***** Provided data

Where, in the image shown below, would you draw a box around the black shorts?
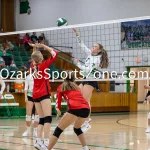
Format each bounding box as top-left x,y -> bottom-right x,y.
67,108 -> 90,118
145,91 -> 150,100
34,94 -> 50,103
28,96 -> 34,103
81,81 -> 98,88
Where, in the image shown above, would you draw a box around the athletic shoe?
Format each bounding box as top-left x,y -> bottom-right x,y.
34,140 -> 43,150
81,124 -> 91,133
81,118 -> 91,133
22,130 -> 31,136
145,128 -> 150,133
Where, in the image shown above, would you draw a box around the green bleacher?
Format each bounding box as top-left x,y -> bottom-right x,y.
0,43 -> 62,77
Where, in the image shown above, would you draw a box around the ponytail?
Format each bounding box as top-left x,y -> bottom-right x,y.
97,43 -> 109,68
61,80 -> 80,92
61,71 -> 79,92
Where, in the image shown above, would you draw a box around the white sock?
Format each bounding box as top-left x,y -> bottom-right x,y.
82,146 -> 89,150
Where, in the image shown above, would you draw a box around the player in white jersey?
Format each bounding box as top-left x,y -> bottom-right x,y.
22,74 -> 39,137
73,29 -> 109,132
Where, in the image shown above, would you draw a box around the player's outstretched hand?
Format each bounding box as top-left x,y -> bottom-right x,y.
56,109 -> 61,120
73,28 -> 79,36
72,58 -> 79,64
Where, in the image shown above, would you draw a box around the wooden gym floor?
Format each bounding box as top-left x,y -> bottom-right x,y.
0,104 -> 150,150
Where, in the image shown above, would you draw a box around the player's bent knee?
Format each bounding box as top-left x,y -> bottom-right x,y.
39,118 -> 44,125
53,127 -> 63,138
73,128 -> 83,136
44,116 -> 52,123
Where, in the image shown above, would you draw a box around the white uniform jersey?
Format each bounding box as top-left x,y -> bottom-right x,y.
77,36 -> 101,79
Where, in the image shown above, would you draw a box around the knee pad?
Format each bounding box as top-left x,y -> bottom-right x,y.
44,116 -> 52,123
39,118 -> 44,125
53,127 -> 63,138
73,128 -> 83,136
26,115 -> 31,121
34,115 -> 39,122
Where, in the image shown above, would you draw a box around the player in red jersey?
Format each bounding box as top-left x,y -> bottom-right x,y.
48,71 -> 90,150
30,44 -> 58,149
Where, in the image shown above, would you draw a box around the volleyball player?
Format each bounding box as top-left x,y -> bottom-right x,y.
48,71 -> 90,150
30,44 -> 58,149
143,85 -> 150,104
73,29 -> 109,132
22,74 -> 39,137
144,85 -> 150,133
0,77 -> 6,99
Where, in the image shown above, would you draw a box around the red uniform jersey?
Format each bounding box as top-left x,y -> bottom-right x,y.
31,50 -> 58,99
56,84 -> 90,110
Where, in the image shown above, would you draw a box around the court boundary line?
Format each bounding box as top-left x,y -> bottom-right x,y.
0,135 -> 130,150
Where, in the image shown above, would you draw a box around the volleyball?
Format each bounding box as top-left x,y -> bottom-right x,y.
57,18 -> 68,27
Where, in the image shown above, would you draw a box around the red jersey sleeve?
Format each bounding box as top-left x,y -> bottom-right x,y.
43,50 -> 58,68
55,85 -> 63,110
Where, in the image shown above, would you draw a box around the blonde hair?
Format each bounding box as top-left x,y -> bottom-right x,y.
61,71 -> 80,92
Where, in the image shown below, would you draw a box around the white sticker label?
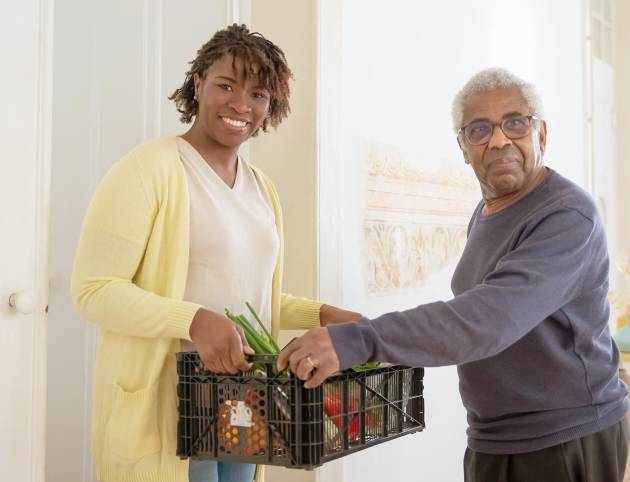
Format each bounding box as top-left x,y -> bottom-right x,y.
226,400 -> 254,428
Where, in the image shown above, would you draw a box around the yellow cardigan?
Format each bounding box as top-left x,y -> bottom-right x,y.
71,137 -> 321,482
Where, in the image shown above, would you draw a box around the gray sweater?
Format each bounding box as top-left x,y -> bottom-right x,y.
328,170 -> 628,454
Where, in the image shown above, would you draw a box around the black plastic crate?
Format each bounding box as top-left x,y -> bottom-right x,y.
177,352 -> 424,469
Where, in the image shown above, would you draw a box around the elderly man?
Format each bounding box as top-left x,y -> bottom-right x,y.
278,69 -> 628,482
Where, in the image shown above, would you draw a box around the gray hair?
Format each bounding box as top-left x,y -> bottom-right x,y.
451,67 -> 544,133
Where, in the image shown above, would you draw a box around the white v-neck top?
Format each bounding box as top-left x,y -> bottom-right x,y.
177,137 -> 280,350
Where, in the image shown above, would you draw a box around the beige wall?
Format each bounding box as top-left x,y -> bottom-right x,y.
250,0 -> 317,304
615,0 -> 630,260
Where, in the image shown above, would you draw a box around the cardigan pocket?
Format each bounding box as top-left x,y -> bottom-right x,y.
106,384 -> 162,459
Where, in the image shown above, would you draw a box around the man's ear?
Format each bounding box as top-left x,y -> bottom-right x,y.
538,121 -> 547,154
457,136 -> 470,164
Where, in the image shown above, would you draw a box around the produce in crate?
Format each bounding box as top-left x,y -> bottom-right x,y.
218,302 -> 380,453
324,393 -> 370,442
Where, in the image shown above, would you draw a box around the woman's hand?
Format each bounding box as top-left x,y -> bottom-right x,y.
319,305 -> 363,326
190,308 -> 254,375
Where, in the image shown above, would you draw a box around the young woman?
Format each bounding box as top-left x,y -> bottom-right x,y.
71,25 -> 359,482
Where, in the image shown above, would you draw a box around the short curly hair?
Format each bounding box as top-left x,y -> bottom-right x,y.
169,23 -> 293,136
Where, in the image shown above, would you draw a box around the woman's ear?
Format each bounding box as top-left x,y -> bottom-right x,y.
193,73 -> 201,100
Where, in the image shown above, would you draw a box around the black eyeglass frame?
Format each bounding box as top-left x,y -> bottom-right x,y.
457,115 -> 542,146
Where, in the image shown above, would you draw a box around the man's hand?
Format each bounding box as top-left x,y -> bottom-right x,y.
278,327 -> 339,388
190,308 -> 254,375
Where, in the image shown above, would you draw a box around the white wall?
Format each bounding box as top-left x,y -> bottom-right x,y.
611,0 -> 630,309
319,0 -> 585,482
46,0 -> 249,482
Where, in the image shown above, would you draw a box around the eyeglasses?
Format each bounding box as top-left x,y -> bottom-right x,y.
457,115 -> 540,146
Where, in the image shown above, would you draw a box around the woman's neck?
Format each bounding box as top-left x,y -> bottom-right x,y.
181,125 -> 243,188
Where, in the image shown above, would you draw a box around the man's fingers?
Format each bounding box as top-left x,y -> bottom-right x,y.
304,364 -> 335,388
289,348 -> 310,375
294,356 -> 316,380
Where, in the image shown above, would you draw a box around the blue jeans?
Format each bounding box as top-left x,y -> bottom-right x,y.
188,460 -> 256,482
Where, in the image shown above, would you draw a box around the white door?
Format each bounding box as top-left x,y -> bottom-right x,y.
0,0 -> 52,482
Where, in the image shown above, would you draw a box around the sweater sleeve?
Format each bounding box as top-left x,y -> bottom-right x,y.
328,209 -> 605,369
280,293 -> 322,330
70,156 -> 199,339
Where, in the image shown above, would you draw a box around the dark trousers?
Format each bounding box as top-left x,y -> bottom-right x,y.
464,419 -> 628,482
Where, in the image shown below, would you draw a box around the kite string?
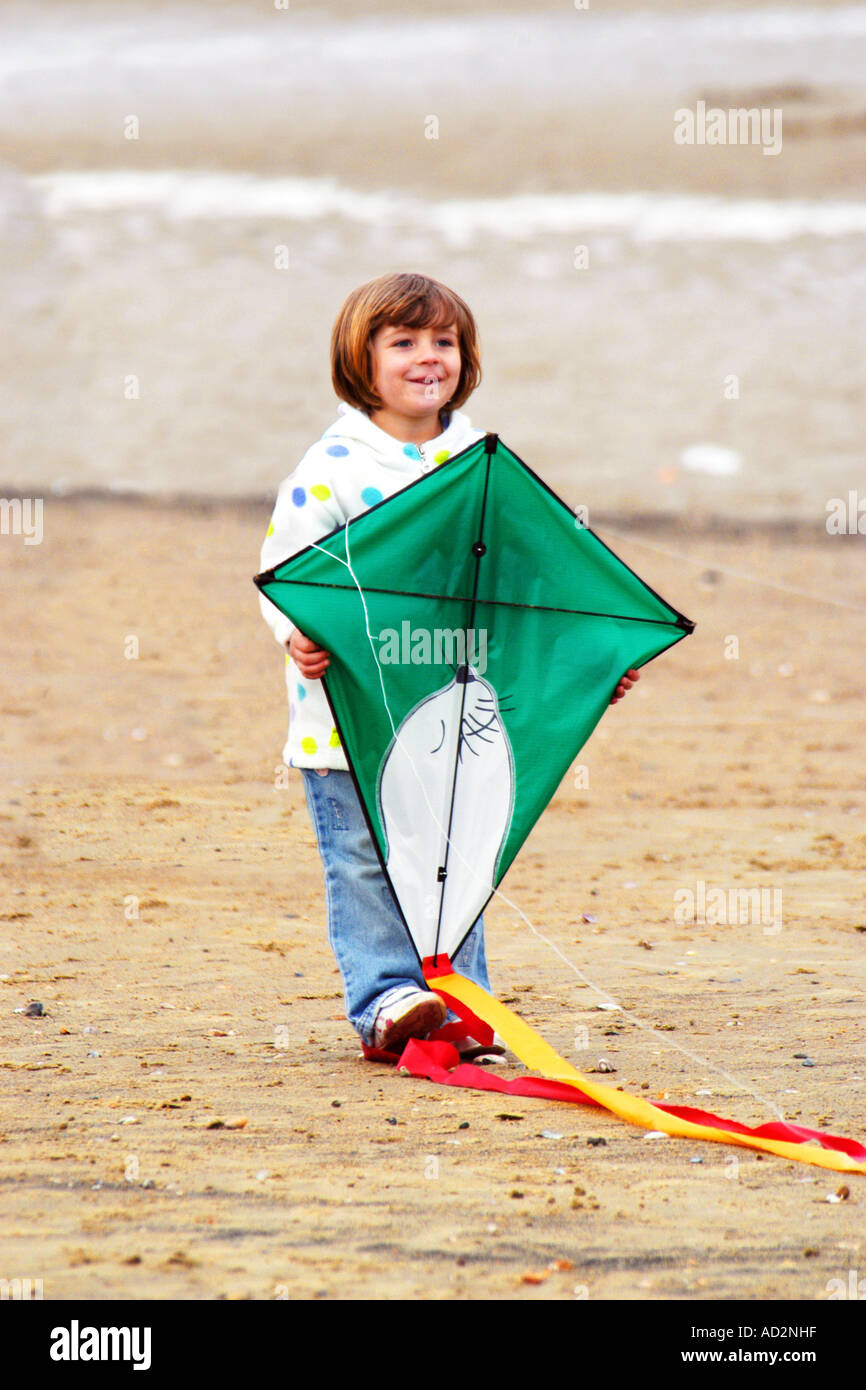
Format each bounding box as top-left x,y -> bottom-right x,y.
313,521 -> 784,1120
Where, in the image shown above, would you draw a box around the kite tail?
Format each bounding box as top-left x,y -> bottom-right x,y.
399,955 -> 866,1175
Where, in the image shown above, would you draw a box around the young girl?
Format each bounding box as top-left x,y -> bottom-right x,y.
260,274 -> 638,1056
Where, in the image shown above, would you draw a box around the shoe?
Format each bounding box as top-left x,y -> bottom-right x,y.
373,987 -> 448,1052
455,1033 -> 506,1065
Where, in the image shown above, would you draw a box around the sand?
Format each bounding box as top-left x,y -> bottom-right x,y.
0,498 -> 866,1300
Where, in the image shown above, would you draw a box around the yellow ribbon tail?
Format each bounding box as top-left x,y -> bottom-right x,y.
427,972 -> 866,1175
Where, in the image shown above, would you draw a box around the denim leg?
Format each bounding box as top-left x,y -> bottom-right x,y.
300,767 -> 489,1043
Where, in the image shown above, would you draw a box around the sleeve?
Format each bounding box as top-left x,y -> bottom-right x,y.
259,445 -> 346,646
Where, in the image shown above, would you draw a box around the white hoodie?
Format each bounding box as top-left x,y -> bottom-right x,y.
259,402 -> 484,770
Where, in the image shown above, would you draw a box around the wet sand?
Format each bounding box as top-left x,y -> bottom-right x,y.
0,499 -> 866,1300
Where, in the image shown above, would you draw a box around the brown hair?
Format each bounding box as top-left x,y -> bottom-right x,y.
331,272 -> 481,414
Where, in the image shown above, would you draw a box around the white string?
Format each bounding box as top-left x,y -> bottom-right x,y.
605,527 -> 866,613
313,521 -> 784,1120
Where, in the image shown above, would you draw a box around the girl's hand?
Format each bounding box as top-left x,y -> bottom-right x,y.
289,628 -> 331,681
610,671 -> 641,705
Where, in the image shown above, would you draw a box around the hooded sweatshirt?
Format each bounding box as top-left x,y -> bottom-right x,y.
259,402 -> 484,770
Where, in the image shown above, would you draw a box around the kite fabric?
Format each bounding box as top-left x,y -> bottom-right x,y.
254,434 -> 866,1170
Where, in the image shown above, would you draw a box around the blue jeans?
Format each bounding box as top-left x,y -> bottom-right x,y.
299,767 -> 491,1044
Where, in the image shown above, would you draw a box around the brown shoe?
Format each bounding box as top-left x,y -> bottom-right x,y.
373,988 -> 448,1052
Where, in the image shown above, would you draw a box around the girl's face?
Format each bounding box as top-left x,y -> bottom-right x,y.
370,322 -> 460,421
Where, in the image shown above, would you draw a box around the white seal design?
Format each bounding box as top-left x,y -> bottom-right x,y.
378,666 -> 514,958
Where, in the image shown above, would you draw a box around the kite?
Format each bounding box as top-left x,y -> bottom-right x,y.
254,434 -> 866,1173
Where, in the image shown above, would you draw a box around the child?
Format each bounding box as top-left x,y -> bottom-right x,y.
260,274 -> 637,1058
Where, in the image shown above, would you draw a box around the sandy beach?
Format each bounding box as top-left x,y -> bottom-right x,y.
0,498 -> 866,1300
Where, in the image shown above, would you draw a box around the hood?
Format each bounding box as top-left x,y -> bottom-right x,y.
322,400 -> 484,467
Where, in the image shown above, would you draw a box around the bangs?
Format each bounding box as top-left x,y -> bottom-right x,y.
331,272 -> 481,414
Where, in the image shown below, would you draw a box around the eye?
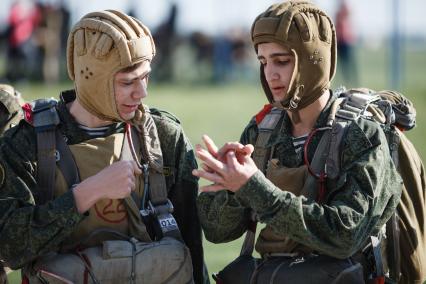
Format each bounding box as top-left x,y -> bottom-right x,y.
276,59 -> 290,66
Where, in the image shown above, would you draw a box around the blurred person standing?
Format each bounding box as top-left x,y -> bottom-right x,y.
5,0 -> 41,82
0,84 -> 24,284
336,0 -> 358,87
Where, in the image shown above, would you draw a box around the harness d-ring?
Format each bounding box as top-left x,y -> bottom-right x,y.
303,126 -> 331,203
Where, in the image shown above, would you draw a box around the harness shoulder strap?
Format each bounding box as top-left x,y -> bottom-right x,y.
32,99 -> 80,204
253,108 -> 284,172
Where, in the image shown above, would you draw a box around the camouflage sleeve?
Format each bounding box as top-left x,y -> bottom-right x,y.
236,118 -> 402,258
197,117 -> 255,243
0,122 -> 82,269
154,113 -> 208,283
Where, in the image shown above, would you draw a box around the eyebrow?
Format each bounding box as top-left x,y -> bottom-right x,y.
257,52 -> 293,59
119,68 -> 151,82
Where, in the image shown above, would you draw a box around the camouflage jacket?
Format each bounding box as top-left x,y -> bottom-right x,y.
197,93 -> 402,258
0,90 -> 203,283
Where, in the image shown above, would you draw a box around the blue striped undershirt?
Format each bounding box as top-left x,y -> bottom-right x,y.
78,124 -> 111,138
293,134 -> 308,153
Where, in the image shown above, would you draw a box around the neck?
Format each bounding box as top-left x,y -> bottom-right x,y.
287,90 -> 330,137
69,98 -> 112,127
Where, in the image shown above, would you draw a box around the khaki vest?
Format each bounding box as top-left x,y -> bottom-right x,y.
54,133 -> 143,247
256,159 -> 312,255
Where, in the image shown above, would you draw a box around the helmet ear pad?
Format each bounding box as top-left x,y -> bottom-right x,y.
251,1 -> 336,110
67,10 -> 155,121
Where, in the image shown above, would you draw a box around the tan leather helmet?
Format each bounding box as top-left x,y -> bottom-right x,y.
67,10 -> 155,121
251,0 -> 336,112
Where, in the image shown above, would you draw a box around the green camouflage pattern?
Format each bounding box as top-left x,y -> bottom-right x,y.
0,90 -> 208,283
0,84 -> 23,134
197,93 -> 402,258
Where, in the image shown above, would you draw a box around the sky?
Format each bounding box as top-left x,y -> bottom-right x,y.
0,0 -> 426,39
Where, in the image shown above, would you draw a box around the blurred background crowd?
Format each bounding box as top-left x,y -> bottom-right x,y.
0,0 -> 426,89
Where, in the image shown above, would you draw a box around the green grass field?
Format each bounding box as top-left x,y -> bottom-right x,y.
5,45 -> 426,283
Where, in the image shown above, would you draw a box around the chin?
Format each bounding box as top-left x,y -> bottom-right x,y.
120,112 -> 135,121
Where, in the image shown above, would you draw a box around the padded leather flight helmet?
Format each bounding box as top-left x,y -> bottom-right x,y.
251,1 -> 336,113
67,10 -> 155,121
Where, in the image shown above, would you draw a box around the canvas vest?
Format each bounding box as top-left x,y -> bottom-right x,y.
54,133 -> 143,246
253,108 -> 328,255
23,97 -> 193,284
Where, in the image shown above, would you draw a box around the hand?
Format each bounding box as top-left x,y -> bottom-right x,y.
192,135 -> 257,192
73,161 -> 142,213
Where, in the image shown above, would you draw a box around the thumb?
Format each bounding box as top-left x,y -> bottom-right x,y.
243,144 -> 254,156
132,161 -> 142,175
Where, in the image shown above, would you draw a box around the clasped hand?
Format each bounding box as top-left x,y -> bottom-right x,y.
192,135 -> 257,192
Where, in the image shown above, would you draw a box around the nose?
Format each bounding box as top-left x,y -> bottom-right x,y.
132,79 -> 148,99
263,64 -> 280,82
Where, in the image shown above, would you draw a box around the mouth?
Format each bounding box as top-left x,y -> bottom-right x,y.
123,104 -> 139,113
270,86 -> 286,95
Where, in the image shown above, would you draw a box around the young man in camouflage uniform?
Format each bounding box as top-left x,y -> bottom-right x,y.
0,10 -> 208,283
193,1 -> 402,283
0,84 -> 24,284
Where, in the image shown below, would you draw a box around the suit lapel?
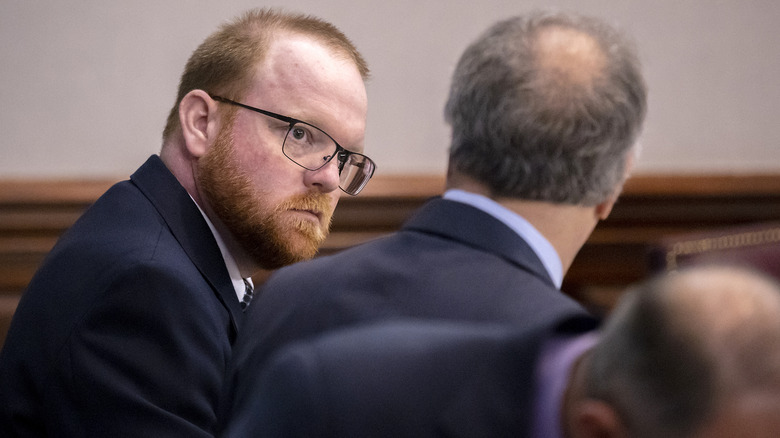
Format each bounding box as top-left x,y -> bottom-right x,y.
130,155 -> 243,333
403,198 -> 557,289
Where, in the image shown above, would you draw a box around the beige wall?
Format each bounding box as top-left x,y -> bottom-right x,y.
0,0 -> 780,178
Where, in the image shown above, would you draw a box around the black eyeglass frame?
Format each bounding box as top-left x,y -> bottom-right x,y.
209,94 -> 376,194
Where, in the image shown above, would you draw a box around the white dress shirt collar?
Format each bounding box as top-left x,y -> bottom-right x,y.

**********

Work instructions
Reproduce the part of the material that opens with the line containing "the woman's hand?" and closes with the line containing "457,115 -> 540,146", keeping every line exactly as it appears.

Solution for this problem
Where, in the image shown above, would you draw a box around the woman's hand?
Format each bounding box as top-left x,y -> bottom-right x,y.
319,305 -> 363,326
190,308 -> 254,375
Where, in the image shown above, would you draw a box around the young woman?
Format each bounding box as top-left x,y -> bottom-right x,y.
71,25 -> 359,482
Where, in the image shown above, would you draw a box around the short curly hair?
Format each bounding box as top-left x,y -> bottom-right x,y.
169,23 -> 293,136
Where, in the image shown above, would you draw a box around the woman's ear?
Format each bounding box as top-left x,y -> bottom-right x,y.
193,73 -> 201,100
Where, in the image shown above, would you draw a box around the black eyeglass frame?
Format each bounding box as top-left x,y -> bottom-right x,y.
457,115 -> 542,146
Where, in the image shown above, would you draw a box around the man's hand?
Format each bounding box as top-left x,y -> bottom-right x,y.
278,327 -> 339,388
190,308 -> 254,375
Where, in the image shown above, would you draw a box around the white wall?
Format each bounding box as top-left x,y -> bottom-right x,y.
611,0 -> 630,309
319,0 -> 585,482
46,0 -> 249,482
Where, in the image shown above, would you draw a box around the eyeglasses?
Format each bounding box as top-left x,y -> bottom-right x,y.
457,115 -> 540,146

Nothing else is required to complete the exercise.